— PROBLEM 1 —
Scale the part of the records that begins at their start and ends with the line containing "POLYGON ((512 279, 488". Repeat those lines in full, requests included, but multiply every coordinate in the answers by 1.7 and round to whole numbers, with halves rounded up. Leave the requests and their format samples unchanged.

Defendant, having excepted to certain findings of fact and to the judgment entered, appealed.

A. J. Fletcher, F. T. Dupree, Jr., and Ehringhaus & Ehringhaus for plaintiff, appellee.

Bailey, Holding, Lassiter & Langston and Price & Osborne for defendant, appellant, James M. Kane, Washington, D. C., and John L. Cecil, Chicago, Ill., of counsel for appellant.

Barnhill, J.

The primary issue between plaintiff and defendant is clearly drawn. The plaintiff contends that its bond is for a single penalty of $10,000 which is the limit of the recovery which may be had against it for any and all defalcations occurring during the life of the bond, to wit, from 15 July, 1929, to 3 February, 1942. The defendant contends that the original bond' assured against defalcation during the succeeding year and each renewal constitutes a new-bond, so that he is entitled to recover losses arising out of the defalcation of the cashier during each bond year, not to exceed $10,000 for any one year. If plaintiff’s contention is sustained, defendant is entitled to judgment in the sum of $10,000. On the other hand, if the defendant’s construction of the contract is adopted he is entitled to judgment in the amount of $81,731.18, unless he is estopped by the conduct of the bank or is barred in whole or in part by the statute of limitations.

G. S., 53-90, provides that active officers and employees of a bank, before entering upon their duties, shall give bond to the bank in a bonding company authorized to do business in North Carolina in the amount required by the directors and upon such form as may be approved-by the commissioner of banks. Both the commissioner of banks and the directors are authorized to require an increase of the amount of such bond whenever they may deem it necessary.

This is the only provision of our statutes which must be deemed to be incorporated in the contract. Hutchins v. Durham, 118 N. C., 457, 32 L. R. A., 706; Craves v. Howard, 159 N. C., 594, 75 S. E., 998, Ann. Cas. 1914C, 565; Steele v. Ins. Co., 196 N. C., 408, 145 S. E., 787, 61 A. L. R., 821; Monger v. Lutterloh, 195 N. C., 274, 142 S. E., 12; Bank v. Bank, 262 U. S., 649, 67 L. Ed., 1157, 30 A. L. R., 635; 12 A. J., 769.

— Records in a dataset —
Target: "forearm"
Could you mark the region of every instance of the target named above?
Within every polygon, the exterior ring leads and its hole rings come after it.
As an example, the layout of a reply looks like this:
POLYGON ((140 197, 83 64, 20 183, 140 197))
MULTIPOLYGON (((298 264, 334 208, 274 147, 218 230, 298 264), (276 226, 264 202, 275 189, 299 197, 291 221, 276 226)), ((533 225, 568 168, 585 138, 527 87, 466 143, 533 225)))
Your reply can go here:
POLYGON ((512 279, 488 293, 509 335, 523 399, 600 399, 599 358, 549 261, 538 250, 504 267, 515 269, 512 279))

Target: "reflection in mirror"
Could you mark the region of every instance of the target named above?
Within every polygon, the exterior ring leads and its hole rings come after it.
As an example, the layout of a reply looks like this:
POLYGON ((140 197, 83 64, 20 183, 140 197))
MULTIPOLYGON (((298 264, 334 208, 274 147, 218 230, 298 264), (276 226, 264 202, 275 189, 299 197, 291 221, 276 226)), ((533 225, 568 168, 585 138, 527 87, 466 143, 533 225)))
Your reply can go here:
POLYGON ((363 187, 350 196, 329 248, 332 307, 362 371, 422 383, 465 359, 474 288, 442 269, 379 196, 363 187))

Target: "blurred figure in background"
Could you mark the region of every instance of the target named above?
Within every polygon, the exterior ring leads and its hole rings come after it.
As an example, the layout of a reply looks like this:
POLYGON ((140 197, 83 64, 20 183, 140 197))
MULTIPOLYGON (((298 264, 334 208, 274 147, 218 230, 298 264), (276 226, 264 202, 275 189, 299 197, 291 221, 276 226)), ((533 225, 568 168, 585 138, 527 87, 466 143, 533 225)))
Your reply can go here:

— PROBLEM 2 —
Carry the court opinion on the bank cashier's bond onward, picking up right after its last sentence.

— EXERCISE RESPONSE 1 —
Target: "forearm"
Could you mark the region of every instance of the target named above?
Within every polygon, the exterior ring leads and its hole rings come after it.
As an example, the layout of a reply looks like this:
POLYGON ((140 197, 83 64, 20 183, 140 197))
MULTIPOLYGON (((298 264, 334 208, 274 147, 218 230, 298 264), (276 226, 264 202, 275 189, 299 197, 291 221, 276 226)), ((533 225, 568 168, 585 138, 527 87, 466 143, 533 225)))
Your reply can go here:
POLYGON ((870 474, 830 498, 865 570, 889 678, 1020 678, 1018 609, 933 444, 915 425, 857 454, 876 457, 870 474))

— EXERCISE RESPONSE 2 —
The bond furnished by plaintiff is in the exact form prescribed by the commissioner of banks and is in the amount required by the by-laws of *710the bank, under which, tbe directors operated. Neither they nor the commissioner of banks ever demanded or required any additional bond or any increase in the amount. Instead the directors on four separate occasions approved the bond as filed.

The assumption of liability is not limited to one year or any other fixed term, to be extended or renewed upon the payment of a stipulated premium. Woodfin v. Ins. Co., 51 N. C., 558; Jacksonville v. Bryan, 196 N. C., 721, 147 S. E., 12. It guarantees the payment of any loss, not exceeding $10,000, sustained by the bank through the dishonesty of Slayton at any time during his continuous service as cashier, “but before the Employer shall become aware of any default on the part of the Employee, and discovered before the expiration of three years from the termination of such employment or cancellation of this bond, whichever may first happen.”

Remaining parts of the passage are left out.